Le groupe
Biographie :

Kylesa est un groupe originaire de Savannah (Georgie) évoluant entre le sludge, crust punk et psychédélisme. Formé en 2001 avec d’anciens membres de Cobra Kai et The Mugshots, le groupe ne cesse de surprendre depuis par ses albums aux styles inconditionnels où chacun a une chance de trouver chaussure à son pied. Composé de Laura Pleasants et Phillip Cope au chant / guitare, Corey Barhost à la basse / chant, et Jeff Porter et Carl McGinley à la batterie, le quintuor est de retour en 2010, avec un cinquième album, un an après le renversant "Static Tension", à savoir "Spiral Shadow" signé chez Season Of Mist. En Mai 2013, sort le sixième album "Ultraviolet". Le septième album, "Exhausting Fire", sort en Octobre 2015.

Discographie :

2002 : "Kylesa"
2004 : "No Ending" (EP)
2005 : "To Walk A Middle Course"
2006 : "Time Will Fus Its Worth"
2009 : "Static Tension"
2010 : "Spiral Shadow"
2012 : "From The Vaults, Vol. 1" (Compilation)
2013 : "Ultraviolet"
2015 : "Exhausting Fire"


Les chroniques


"Exhausting Fire"

___

Consigne 1:
Répondez aux questions suivantes à partir de la présentation du groupe Kylesa.
(a) En quelle année le groupe a-t-il été formé ?
(b) Quel instrument Corey Barhost joue-t-il ?
(c) Dans la discographie, quel titre paru en 2004 est un EP ?
Consigne 2: D'après la présentation du groupe Kylesa, pourquoi le groupe ne cesse-t-il de surprendre depuis sa formation ? Répondez en une à trois phrases.
Consigne 3: Poursuivez la présentation du groupe Kylesa après le titre "Exhausting Fire" qui la termine.

___

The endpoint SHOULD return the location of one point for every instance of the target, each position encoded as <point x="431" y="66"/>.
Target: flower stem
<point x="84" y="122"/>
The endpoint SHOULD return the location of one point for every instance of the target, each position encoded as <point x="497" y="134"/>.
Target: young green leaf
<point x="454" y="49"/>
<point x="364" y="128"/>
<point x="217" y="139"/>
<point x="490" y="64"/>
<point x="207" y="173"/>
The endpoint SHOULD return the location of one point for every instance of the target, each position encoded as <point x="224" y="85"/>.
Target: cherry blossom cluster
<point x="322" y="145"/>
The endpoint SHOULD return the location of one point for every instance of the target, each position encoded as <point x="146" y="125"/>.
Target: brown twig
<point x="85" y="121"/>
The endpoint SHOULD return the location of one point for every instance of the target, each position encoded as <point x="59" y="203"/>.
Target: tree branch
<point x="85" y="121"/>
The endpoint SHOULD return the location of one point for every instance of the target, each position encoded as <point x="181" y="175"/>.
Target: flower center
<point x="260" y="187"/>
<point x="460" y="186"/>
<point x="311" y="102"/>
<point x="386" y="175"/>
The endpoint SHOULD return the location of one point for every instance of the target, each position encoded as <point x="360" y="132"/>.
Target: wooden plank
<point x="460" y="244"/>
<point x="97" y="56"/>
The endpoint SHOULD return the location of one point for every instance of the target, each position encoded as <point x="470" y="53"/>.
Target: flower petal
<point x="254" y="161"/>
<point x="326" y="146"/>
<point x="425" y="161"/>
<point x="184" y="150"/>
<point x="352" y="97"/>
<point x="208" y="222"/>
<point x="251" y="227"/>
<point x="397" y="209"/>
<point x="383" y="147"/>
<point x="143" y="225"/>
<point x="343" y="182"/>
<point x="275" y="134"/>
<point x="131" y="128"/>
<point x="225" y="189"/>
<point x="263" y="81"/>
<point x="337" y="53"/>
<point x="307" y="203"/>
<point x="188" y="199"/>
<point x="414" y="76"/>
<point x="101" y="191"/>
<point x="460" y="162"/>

___

Réponse correcte 1:
(a) En 2001.
(b) La basse, en plus du chant.
(c) "No Ending".

Réponse correcte 2: Le groupe surprend par ses albums aux styles inconditionnels. Avec eux, chacun a une chance de trouver chaussure à son pied.

Réponse correcte 3:
Note : 16/20

Kylesa revient avec son septième album studio, chiffre divin s'il en est. Et pour le coup, le trio de Savannah ne s'est jamais autant approché des hauteurs. Bon, même si le groupe a plus prié Marie Jeanne que la mère du Seigneur, le résultat se trouve tout de même très, très mystique. Kylesa, même s'il conserve un pied dans son style originel, le sludge, sa musique gagne d'autres perspectives. Le prog et le psyché se sont taillés une bonne part des volumes des derniers disques. Aujourd'hui, le groupe de Laura Pleasants plonge sans maillot dans les eaux du psyché ; on pourrait qualifier sa musique, non plus de sludge metal psyché mais carrément de pyschedelic metal sludgy.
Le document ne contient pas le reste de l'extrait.